━━━ Records provided
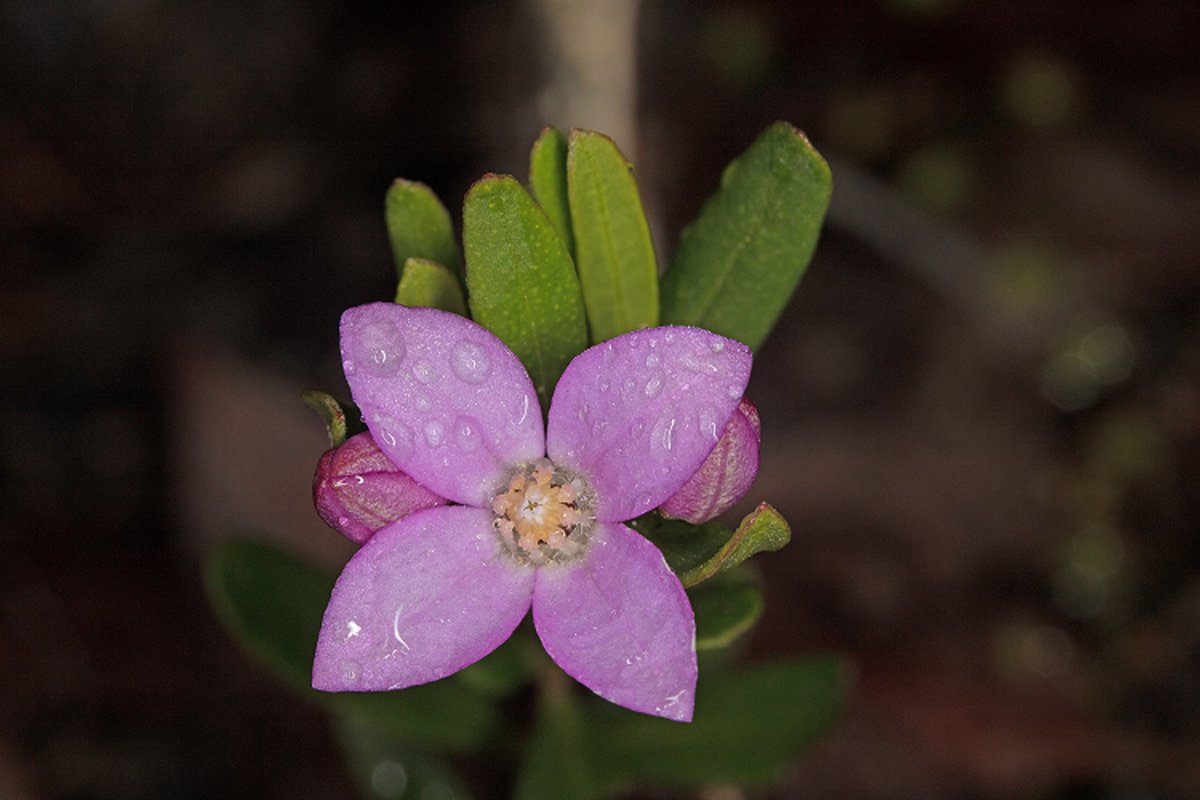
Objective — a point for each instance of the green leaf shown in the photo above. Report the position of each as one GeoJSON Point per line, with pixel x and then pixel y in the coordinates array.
{"type": "Point", "coordinates": [563, 759]}
{"type": "Point", "coordinates": [430, 284]}
{"type": "Point", "coordinates": [725, 611]}
{"type": "Point", "coordinates": [388, 768]}
{"type": "Point", "coordinates": [685, 547]}
{"type": "Point", "coordinates": [739, 260]}
{"type": "Point", "coordinates": [521, 282]}
{"type": "Point", "coordinates": [547, 181]}
{"type": "Point", "coordinates": [761, 530]}
{"type": "Point", "coordinates": [501, 673]}
{"type": "Point", "coordinates": [419, 226]}
{"type": "Point", "coordinates": [330, 410]}
{"type": "Point", "coordinates": [748, 726]}
{"type": "Point", "coordinates": [612, 240]}
{"type": "Point", "coordinates": [696, 553]}
{"type": "Point", "coordinates": [274, 602]}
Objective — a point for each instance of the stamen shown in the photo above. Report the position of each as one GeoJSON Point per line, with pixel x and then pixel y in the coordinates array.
━━━━━━
◆ **Given exercise**
Rewrite all the items above, substituting "Goal" for "Objective" and leaving everything else unchanged. Omit the pictures from your answer.

◆ **Answer for this exercise**
Goal — a point for each instance of the green leaf shown in the photo above. Report the position of each as one GeoJSON Point per line, with pixel x and then pixel y in the coordinates array.
{"type": "Point", "coordinates": [563, 759]}
{"type": "Point", "coordinates": [430, 284]}
{"type": "Point", "coordinates": [725, 611]}
{"type": "Point", "coordinates": [388, 768]}
{"type": "Point", "coordinates": [685, 547]}
{"type": "Point", "coordinates": [739, 260]}
{"type": "Point", "coordinates": [521, 282]}
{"type": "Point", "coordinates": [547, 181]}
{"type": "Point", "coordinates": [761, 530]}
{"type": "Point", "coordinates": [501, 673]}
{"type": "Point", "coordinates": [419, 226]}
{"type": "Point", "coordinates": [330, 410]}
{"type": "Point", "coordinates": [748, 726]}
{"type": "Point", "coordinates": [612, 240]}
{"type": "Point", "coordinates": [696, 553]}
{"type": "Point", "coordinates": [274, 602]}
Goal — a point for each instance of the stamen shown in the photo above. Report the position of each as one GeoJSON Point per line, with pixel x and then pixel y in the coordinates array.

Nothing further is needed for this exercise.